また、バグダッドの大使館やサマワ駐在の外務省職員の警備に、民間警備会社と契約し雇用している件で、その契約内容、金額、なぜサマワでの活動で雇用しているのかを質した。外務省中東アフリカ局長は、契約内容の詳細は支障があり言えないとしたが、金額については平成16年度で8億円弱と答えた。更に、イラクでのこうした会社に働く日本人の氏名・人数を把握するよう再発防止・未然防止の観点から要求した。
続いて質問に立った首藤議員は、イラクの治安状況を中心に質問。移行政権の成立以降の2週間で、400人の死亡者が出ていることを明らかにして、治安維持の責任者を尋ねた。町村外相は質問に直接は答えず、治安維持の軍隊と施設防護隊の人数を答えた。首藤議員は現在のアメリカ軍の人数も質問。大野防衛庁長官は「5月11日現在で13万8000人」と答えたものの、実数かどうかは分からないとした。
また、斎藤さんの勤めているハート・セキュリティー社に関して、どう認識しているのか、本当に警備会社なのかを質問。「2004年にクートで暗殺されたグレイ氏の名前もハート社にある。チームで活動していて殺害された。隠密活動をしている会社ではないか」と厳しく質した。これに対して逢沢外務副大臣は、「活動範囲はイラク全土。実行部隊も擁している」と答え、首藤議員の指摘をほぼ認めた。

実施課題 A:
イラク情勢をめぐる国会質疑の抜粋において、民間警備会社との契約金額は平成16年度でいくらと答弁されましたか。
実施課題 B:
イラク情勢をめぐる国会質疑の抜粋を、最後の文の後から書き継いでください。
以下の行は、いずれの課題にも一切関係しません。

記載行一覧:

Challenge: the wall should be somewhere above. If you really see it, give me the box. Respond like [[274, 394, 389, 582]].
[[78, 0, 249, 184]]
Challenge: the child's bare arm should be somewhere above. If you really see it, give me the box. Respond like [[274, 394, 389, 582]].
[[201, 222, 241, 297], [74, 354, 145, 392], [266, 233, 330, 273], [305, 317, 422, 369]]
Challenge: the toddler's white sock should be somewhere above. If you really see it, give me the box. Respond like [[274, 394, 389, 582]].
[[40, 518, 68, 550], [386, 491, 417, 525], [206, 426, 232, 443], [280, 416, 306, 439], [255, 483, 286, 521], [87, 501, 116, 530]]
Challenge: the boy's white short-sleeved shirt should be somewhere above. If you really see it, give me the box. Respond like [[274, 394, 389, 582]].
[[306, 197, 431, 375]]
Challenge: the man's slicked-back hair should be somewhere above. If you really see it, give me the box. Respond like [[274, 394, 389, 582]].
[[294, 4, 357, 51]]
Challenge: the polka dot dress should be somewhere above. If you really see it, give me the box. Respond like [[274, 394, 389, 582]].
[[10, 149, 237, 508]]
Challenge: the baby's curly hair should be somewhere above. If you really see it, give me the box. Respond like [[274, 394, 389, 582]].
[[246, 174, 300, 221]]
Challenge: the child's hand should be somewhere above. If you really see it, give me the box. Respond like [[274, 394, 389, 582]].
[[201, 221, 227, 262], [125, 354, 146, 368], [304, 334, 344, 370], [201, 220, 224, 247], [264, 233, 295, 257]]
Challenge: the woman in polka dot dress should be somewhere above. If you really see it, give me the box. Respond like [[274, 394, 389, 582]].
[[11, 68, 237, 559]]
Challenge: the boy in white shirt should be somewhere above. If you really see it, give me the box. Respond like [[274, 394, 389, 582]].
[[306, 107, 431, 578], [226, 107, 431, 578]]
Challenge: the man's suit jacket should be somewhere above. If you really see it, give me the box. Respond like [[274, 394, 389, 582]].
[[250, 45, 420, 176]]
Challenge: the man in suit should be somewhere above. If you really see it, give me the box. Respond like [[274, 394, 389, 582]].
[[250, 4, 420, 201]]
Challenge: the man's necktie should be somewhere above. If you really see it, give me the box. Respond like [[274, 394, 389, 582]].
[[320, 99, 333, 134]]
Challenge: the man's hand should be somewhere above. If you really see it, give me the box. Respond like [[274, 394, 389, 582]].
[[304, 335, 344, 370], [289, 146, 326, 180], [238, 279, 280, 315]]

実施結果 A:
外務省中東アフリカ局長が、平成16年度で8億円弱と答弁しました。

実施結果 B:
更に首藤議員は、これらの民間会社に自衛隊の出身者がどれくらいいるのか、それを把握しているかを大野防衛庁長官に質した。大野長官は、「個人のことなので把握していない」と答弁。首藤議員は、「民間の軍隊と国の軍隊の垣根は低くなっている。破壊活動をしている民間の会社もある。平和国家日本、自衛隊の名誉に影響を与える」として、納得できないと糾弾した。
また、イラクからの自衛隊撤退の時期に関して、国連に従うとすれば12月であり、イタリアも12月の撤退を表明していることを明らかにし、半年前に表明する必要があるとして、12月撤退ならば、表明するよう迫った。